A working mother of six from King George County won the Democratic congressional nomination Tuesday in the 1st District that includes Hanover County.
Vangie Williams, a strategic analyst for a federal contractor, defeated two military veterans — Edwin Santana of Stafford County and John Suddarth of Hanover — for the chance to take on U.S. Rep. Rob Wittman, R-Westmoreland County, in November. She got about 40 percent of the vote, followed by 33 percent for Santana and 27 percent for Suddarth, according to unofficial results from the Virginia Department of Elections.
Williams did not immediately return a phone call for comment.
The political newcomer faces an uphill battle against Wittman, a five-term incumbent who won his last election with about 60 percent of the vote.
Williams and her primary opponents expressed similar positions in favor of stricter gun laws and single-payer health insurance, also known as “Medicare for all.” And all of them said at a recent forum that Republican President Donald Trump should be impeached, though they did not make anti-Trump sentiment a centerpiece of their campaigns.
But Williams, who would be the first African-American to hold the seat, was the only candidate to propose a tax exemption for military veterans, enlisted service members, first responders and teachers. She wants to exempt the first $50,000 of their annual salaries from federal income tax, saying she would close several corporate tax loopholes to pay for the proposal.
Her primary opponents criticized the long-shot proposal, which they said would not pay for itself and result in higher deficits.
Williams also said her gender would be an advantage because women are more likely to vote for other women, regardless of political party.
In addition, she said her family’s past financial struggles give her a unique perspective. She and her husband filed for bankruptcy in 2010 after Williams said the couple spent their life savings paying off medical bills for a sick daughter. She said she was in between federal contractor jobs at the time and that filing for bankruptcy was the only option.
“Who better to fight for hard-working men and women … than someone like me that has gone through the same challenges and struggles,” she said in an interview last week.

────

* [Task prompt]
Please state what share of the vote Vangie Williams received, according to the page text.

Stored items:
────

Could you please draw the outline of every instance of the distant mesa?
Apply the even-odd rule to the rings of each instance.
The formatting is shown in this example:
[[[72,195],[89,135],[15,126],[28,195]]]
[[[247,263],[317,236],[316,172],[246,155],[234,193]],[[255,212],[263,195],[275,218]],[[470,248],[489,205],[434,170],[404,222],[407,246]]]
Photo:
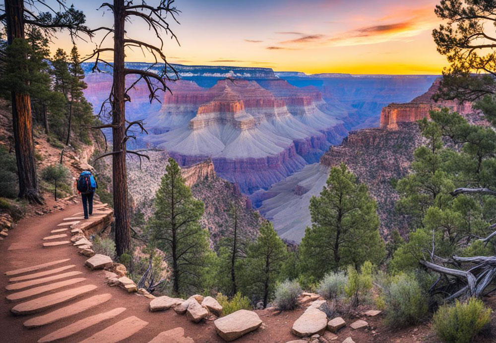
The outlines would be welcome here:
[[[380,127],[398,128],[399,123],[415,122],[423,118],[430,118],[430,111],[447,107],[462,115],[471,114],[471,103],[460,104],[457,100],[440,100],[436,102],[432,97],[439,89],[440,78],[437,79],[425,93],[406,104],[391,104],[382,109],[380,114]]]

────

* [Completed exercise]
About 40 percent.